— Task statement —
Which lines in the entries below contain the word "able"? List each of those lines in full.
>>>>>
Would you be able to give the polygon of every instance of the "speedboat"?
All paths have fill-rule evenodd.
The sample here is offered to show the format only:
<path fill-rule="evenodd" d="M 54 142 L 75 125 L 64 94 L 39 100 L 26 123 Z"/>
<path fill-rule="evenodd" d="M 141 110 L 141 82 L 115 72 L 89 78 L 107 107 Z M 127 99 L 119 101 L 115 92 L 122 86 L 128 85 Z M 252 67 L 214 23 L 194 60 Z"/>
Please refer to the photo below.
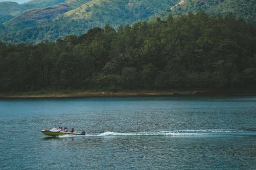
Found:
<<<<<
>>>>>
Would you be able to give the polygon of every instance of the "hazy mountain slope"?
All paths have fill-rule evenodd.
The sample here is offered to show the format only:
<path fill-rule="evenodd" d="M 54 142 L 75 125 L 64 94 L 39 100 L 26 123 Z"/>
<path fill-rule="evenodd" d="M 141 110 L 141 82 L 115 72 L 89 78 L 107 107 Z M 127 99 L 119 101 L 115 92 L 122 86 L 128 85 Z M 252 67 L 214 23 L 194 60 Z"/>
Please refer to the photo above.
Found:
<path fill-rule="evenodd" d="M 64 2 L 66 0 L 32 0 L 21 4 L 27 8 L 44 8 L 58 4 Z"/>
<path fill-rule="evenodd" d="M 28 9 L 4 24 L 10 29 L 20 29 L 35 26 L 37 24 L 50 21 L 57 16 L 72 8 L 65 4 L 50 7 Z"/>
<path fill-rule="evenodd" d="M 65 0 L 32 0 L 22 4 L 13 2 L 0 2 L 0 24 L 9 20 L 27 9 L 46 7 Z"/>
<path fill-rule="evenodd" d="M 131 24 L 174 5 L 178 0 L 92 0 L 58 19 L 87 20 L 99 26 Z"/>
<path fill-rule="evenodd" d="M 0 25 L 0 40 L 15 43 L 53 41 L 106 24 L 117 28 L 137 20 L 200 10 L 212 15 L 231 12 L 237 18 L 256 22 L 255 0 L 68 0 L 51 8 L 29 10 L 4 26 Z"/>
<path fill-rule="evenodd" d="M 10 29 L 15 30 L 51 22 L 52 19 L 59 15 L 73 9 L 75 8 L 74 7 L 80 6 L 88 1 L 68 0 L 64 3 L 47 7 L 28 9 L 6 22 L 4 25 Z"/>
<<<<<
— The output —
Would you be able to give the polygon of every instance of the "speedboat"?
Would you be able to give the polygon of every instance of the "hazy mountain slope"?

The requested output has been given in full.